──────── Pasaje ────────

Jeremías 28, 1-17; Sal 118, 29. 43. 79. 80. 95. 102 ; san Mateo 14, 13-21
Jesús “se marchó de allí en barca, a un sitio tranquilo y apartado. Al saberlo la gente, lo siguió por tierra desde los pueblos”. Jesús se aleja y la gente le sigue. ¡Qué bien sabía aquella gente quién era Jesús! ¿Pasa ahora igual? Sí, pasa igual: quien conoce, quien sabe quién es Jesús, lo deja todo y le sigue: “al saberlo, la gente lo siguió por tierra desde los pueblos”. Francisca Javiera del Valle –esa mujer que tanto nos enseñó sobre el Espíritu Santo— en una oración personal, al ver que hay tantas almas que se pierden, eleva su corazón a Dios, rogándole que se dé a conocer, pues –dice—“si te conocieran, Señor, te seguirían”. El inicio de este fragmento del Evangelio nos evoca aquella conversación del Señor con la Samaritana en el pozo de Jacob, que ante la contestación altanera de la mujer, negándole el agua al Señor, éste, el Maestro, con su infinita bondad, le contestará: “si supieras quien soy yo, serías tu la que me pediría a mi que le diera de beber y yo te daría un agua que salta hasta la vida eterna”.
Pero este pasaje del Evangelio nos es más conocido por el milagro que se va a producir, tantas veces comentado por escritores santos unos, teólogos o exegetas del nuevo testamento otros: el milagro de la multiplicación de los panes y de los peces. Pero antes, aún nos podemos fijar en lo que precede al milagro, que no deja de ser sorprendente y que refleja, una vez más, la pequeñez de nuestras miras y la grandeza de Dios. Los discípulos, al ver que era tal multitud y que deberían de estar hambrientos tienen un “detalle”, se fijan, se preocupan por los demás, y le hacen una sugerencia al Señor que está llena de cariño: “Estamos en despoblado y es muy tarde, despide a la multitud para que vayan a las aldeas y se compren de comer.» Y la sorpresa: “No hace falta que se vayan dadles vosotros de comer”. Lógicamente el Evangelio no explica la cara que debieron poner los discípulos al oír esa “contra-propuesta” del Señor; pero por la sintaxis de la frase queda clara la sorpresa que debió de suponerles: “si aquí no tenemos más que cinco panes y dos peces”. Que vendría a ser lo que se suele decir en tono coloquial: “pero bueno, ¿estás loco?, ¿es que no te das cuenta de que son más de cinco mil personas? Y, además, para colmo “aquí no tenemos mas que cinco panes y dos peces”.

────────

* [Descripción del problema] Continúa el comentario sobre el Evangelio de arriba a partir de su última frase. El listado no hace falta para nada.

──────── Extracto de la fuente ────────

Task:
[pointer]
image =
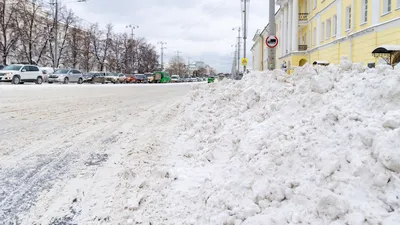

────────

* [Respuesta a la tarea]
Este diálogo se produce constantemente en nuestra vida, entre Dios y nosotros: El nos pide más, que luchemos por ser mejores, pongamos, por ejemplo, un mayor empeño en trabajar mejor, más cristianamente. Y ante esa petición, ¿cuál es nuestra respuesta?: “pero ¿es que no ves cómo todo el mundo intenta “escaquearse”, trabajar poco y ganar mucho?, y ¿me pides a mí que sea honrado, trabajador, alegre, servicial, que ayude a mi prójimo, que le sonría aunque esté yo cansado, que cuando me hagan una faena yo no devuelva mal por mal, sino que responda bien ante la injusticia? Oye, mira que “aquí no tenemos mas que cinco panes y dos peces”. ¡Eh!, yo no doy mas de mí: esto es lo que hay, no nos pidas imposibles, por favor”.
Y la respuesta del Señor es siempre la misma: ¿Tú que tienes? ¿Tú que me puedes dar? Dámelo: “traédmelo”.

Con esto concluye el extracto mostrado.